Turn the stretch from the first line of the rows below through the line containing "65,251,108,289" into a Markdown table with the columns No and Line, numbering each line and skipping blank ones.

════════

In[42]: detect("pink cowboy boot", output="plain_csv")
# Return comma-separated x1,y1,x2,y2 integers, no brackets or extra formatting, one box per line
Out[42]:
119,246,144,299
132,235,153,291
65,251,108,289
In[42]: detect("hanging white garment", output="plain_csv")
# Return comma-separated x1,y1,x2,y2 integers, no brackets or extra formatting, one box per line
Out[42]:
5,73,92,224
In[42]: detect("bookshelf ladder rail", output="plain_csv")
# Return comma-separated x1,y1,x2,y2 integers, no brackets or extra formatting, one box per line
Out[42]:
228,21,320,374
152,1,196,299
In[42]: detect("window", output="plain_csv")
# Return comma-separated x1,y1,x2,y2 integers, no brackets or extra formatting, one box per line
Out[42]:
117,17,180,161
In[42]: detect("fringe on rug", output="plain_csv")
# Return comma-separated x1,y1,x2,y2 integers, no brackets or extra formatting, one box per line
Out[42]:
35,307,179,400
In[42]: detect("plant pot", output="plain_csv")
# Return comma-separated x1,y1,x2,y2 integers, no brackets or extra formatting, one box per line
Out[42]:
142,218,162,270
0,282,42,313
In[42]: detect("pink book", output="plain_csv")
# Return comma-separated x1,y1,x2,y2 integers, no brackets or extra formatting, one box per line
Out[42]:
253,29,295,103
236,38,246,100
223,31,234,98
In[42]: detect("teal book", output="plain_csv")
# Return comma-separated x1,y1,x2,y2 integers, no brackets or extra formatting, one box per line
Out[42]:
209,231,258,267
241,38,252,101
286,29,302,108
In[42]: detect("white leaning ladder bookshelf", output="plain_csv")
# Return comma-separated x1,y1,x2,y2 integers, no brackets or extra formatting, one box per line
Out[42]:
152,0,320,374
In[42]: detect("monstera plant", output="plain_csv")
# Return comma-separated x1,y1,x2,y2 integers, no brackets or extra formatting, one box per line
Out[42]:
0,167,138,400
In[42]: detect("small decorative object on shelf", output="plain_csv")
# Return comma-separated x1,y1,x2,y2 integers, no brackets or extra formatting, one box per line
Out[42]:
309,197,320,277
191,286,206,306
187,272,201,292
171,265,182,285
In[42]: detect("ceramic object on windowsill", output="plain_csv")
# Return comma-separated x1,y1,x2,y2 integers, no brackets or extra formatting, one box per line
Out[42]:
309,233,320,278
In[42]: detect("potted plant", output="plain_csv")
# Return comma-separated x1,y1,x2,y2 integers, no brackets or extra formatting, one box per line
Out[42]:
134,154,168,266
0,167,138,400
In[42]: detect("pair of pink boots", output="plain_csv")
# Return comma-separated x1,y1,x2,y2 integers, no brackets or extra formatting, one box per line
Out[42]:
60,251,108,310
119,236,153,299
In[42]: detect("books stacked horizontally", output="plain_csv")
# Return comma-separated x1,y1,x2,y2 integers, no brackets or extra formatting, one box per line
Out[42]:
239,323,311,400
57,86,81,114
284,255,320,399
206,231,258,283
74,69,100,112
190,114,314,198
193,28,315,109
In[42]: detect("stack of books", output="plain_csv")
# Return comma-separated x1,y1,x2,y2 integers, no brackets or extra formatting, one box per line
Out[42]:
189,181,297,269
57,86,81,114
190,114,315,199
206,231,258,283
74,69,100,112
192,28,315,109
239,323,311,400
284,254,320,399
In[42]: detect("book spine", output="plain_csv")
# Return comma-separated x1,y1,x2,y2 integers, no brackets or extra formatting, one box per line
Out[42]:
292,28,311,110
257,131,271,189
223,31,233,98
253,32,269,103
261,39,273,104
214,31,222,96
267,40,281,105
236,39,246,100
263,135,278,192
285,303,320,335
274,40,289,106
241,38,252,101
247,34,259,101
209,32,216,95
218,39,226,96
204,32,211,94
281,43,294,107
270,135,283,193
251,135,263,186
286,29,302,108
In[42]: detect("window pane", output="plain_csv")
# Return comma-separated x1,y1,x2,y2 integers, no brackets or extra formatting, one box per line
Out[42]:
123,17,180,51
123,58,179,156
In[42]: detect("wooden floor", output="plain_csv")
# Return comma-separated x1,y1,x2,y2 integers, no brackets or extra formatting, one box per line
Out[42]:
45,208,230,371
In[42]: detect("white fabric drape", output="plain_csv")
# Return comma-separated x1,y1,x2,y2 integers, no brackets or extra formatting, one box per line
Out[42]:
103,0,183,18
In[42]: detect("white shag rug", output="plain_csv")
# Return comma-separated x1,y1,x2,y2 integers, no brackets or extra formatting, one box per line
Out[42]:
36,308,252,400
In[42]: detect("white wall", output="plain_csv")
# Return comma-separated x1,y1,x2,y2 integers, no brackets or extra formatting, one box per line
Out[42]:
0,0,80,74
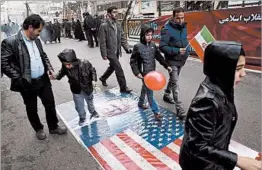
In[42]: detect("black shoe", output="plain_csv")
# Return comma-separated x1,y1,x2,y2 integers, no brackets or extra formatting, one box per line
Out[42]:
120,87,132,93
138,104,149,110
176,106,186,120
78,118,86,126
35,129,46,140
163,94,175,104
99,77,108,87
155,113,162,121
90,111,99,120
49,126,67,135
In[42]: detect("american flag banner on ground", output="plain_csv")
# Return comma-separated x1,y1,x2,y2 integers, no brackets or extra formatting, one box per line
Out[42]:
57,88,258,170
189,26,215,61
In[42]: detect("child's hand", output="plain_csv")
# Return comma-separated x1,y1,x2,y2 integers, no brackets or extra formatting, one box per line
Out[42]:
167,67,172,73
136,73,144,79
47,70,56,80
92,81,96,87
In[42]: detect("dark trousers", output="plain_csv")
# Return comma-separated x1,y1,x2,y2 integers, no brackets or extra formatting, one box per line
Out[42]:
101,55,126,90
21,80,58,131
165,66,181,107
88,30,98,47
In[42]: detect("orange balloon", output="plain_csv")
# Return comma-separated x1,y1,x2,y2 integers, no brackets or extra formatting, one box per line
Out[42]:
144,71,166,91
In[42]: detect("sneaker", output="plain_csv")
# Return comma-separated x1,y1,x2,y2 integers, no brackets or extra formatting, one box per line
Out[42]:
35,129,46,140
120,87,132,93
49,126,67,135
99,77,108,87
138,104,149,110
155,113,162,121
163,94,175,104
176,106,186,120
90,111,99,120
78,118,86,126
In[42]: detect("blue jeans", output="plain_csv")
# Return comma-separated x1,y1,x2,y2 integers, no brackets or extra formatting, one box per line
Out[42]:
165,66,182,107
73,91,95,119
138,81,159,114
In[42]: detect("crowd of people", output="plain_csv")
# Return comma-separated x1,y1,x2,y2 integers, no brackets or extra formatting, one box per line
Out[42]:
1,6,261,170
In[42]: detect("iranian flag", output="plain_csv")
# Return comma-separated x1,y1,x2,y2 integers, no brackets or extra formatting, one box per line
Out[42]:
189,26,215,61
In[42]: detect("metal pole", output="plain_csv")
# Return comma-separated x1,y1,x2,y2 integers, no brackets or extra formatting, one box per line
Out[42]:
158,1,161,17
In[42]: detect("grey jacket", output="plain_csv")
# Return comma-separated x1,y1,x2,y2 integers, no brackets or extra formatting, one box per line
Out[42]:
99,19,129,58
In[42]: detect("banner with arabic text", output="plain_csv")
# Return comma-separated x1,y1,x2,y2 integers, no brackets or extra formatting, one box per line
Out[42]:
146,6,261,66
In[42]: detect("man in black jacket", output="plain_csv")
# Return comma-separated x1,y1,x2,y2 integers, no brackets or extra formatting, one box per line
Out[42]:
99,6,132,93
159,8,189,118
1,14,67,140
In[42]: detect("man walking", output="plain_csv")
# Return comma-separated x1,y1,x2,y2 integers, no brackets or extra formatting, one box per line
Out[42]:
84,12,98,48
1,14,67,140
99,6,132,93
159,8,189,118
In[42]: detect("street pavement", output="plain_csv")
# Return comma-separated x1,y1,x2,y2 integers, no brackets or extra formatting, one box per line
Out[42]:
1,38,261,170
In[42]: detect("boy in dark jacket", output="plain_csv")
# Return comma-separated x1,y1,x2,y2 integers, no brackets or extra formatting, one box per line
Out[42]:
55,49,99,126
130,25,172,121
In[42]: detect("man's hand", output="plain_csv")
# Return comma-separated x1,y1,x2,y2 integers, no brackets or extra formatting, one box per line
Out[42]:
126,49,133,54
237,156,261,170
167,66,172,73
47,70,56,80
179,48,186,55
136,73,144,79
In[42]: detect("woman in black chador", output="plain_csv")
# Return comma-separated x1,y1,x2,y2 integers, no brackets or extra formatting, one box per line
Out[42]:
75,20,85,41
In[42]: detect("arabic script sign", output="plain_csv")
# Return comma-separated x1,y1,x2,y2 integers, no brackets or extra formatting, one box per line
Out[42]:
219,13,261,24
144,6,261,66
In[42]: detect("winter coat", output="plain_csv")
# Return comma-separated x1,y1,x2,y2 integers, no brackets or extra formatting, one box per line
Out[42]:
179,41,244,170
56,49,97,94
1,30,53,91
130,25,168,76
99,19,129,58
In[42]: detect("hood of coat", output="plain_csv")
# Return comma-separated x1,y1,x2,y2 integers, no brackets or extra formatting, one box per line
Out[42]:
58,49,79,65
204,41,245,95
140,24,154,44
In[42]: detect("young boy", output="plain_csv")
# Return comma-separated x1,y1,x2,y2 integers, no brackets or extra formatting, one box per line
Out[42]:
55,49,99,126
130,25,172,121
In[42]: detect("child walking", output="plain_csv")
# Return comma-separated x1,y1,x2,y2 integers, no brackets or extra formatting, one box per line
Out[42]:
130,25,172,121
55,49,99,126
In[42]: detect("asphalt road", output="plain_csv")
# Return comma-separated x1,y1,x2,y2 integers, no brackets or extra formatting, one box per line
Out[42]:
1,39,261,170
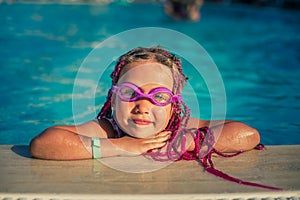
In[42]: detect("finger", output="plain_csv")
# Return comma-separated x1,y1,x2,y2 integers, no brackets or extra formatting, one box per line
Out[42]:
155,131,172,137
146,142,167,150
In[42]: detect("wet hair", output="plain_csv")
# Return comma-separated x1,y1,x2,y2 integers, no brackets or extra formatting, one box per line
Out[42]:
97,46,281,190
97,46,190,137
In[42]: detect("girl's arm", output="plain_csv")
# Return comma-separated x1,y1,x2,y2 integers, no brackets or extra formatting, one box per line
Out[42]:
30,121,169,160
189,119,260,153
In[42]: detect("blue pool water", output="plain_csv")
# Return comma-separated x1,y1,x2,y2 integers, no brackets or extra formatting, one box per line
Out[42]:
0,3,300,144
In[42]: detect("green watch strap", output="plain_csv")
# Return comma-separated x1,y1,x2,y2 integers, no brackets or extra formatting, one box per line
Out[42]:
92,137,101,159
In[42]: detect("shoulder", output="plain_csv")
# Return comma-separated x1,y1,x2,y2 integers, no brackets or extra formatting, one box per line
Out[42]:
187,118,210,128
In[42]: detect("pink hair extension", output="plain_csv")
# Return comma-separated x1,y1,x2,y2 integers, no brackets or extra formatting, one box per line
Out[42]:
97,47,281,190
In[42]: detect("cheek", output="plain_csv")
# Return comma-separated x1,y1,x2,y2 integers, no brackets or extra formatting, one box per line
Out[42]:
152,107,171,126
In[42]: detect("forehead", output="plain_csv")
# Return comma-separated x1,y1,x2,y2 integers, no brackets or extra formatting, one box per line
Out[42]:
118,62,173,90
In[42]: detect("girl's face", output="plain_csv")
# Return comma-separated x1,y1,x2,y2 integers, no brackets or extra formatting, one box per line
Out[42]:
112,61,173,138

════════

_REPLY_:
| No | Line |
|---|---|
| 1 | In[42]: detect("pink cowboy boot", output="plain_csv") |
| 2 | # Return comma-separated x1,y1,x2,y2 integers, no brackets or extra formatting, one box per line |
| 3 | Out[42]: |
| 4 | 119,246,144,299 |
| 5 | 132,235,153,291 |
| 6 | 65,251,108,289 |